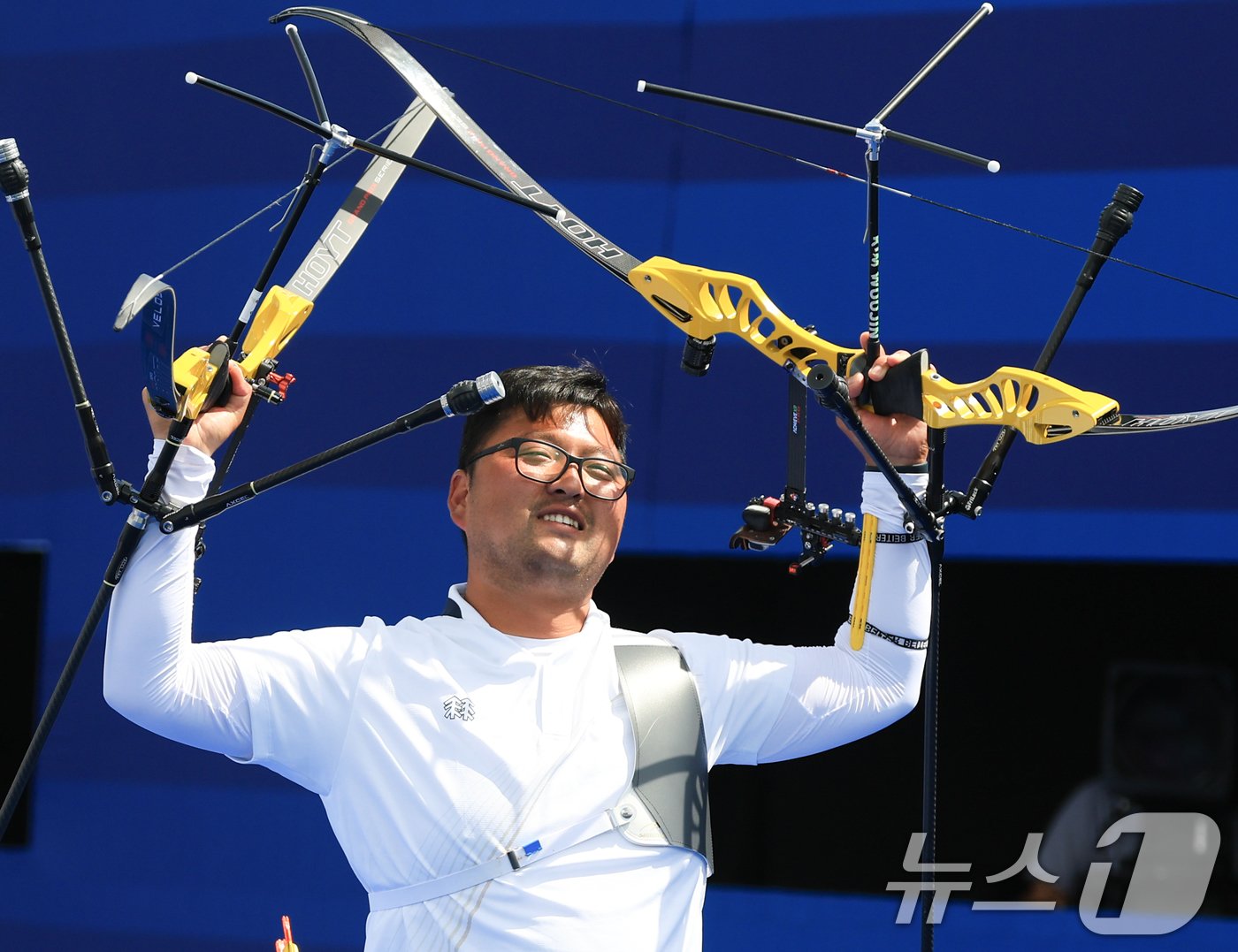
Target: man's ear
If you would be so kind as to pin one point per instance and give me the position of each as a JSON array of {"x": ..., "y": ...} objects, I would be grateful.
[{"x": 457, "y": 499}]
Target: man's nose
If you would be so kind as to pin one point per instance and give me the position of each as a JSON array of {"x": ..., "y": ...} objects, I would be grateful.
[{"x": 569, "y": 481}]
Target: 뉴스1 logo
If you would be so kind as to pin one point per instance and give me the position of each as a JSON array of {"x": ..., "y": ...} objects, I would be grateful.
[{"x": 1166, "y": 887}]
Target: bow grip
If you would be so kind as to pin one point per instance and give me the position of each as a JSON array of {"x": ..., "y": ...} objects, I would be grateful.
[{"x": 899, "y": 392}]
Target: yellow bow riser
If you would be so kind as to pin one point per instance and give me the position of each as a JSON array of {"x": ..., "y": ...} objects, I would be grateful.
[
  {"x": 703, "y": 302},
  {"x": 276, "y": 322}
]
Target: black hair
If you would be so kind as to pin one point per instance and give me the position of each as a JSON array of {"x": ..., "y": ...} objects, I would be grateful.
[{"x": 538, "y": 392}]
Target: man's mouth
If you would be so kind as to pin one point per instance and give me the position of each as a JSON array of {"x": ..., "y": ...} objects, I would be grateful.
[{"x": 561, "y": 518}]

Exercise objective
Gather each line in the entries above where the string "Target" is found.

Result
Target: man's ear
Target: man's nose
Target: 뉴스1 logo
Target: bow grip
Target: yellow bow riser
Target: black hair
Target: man's mouth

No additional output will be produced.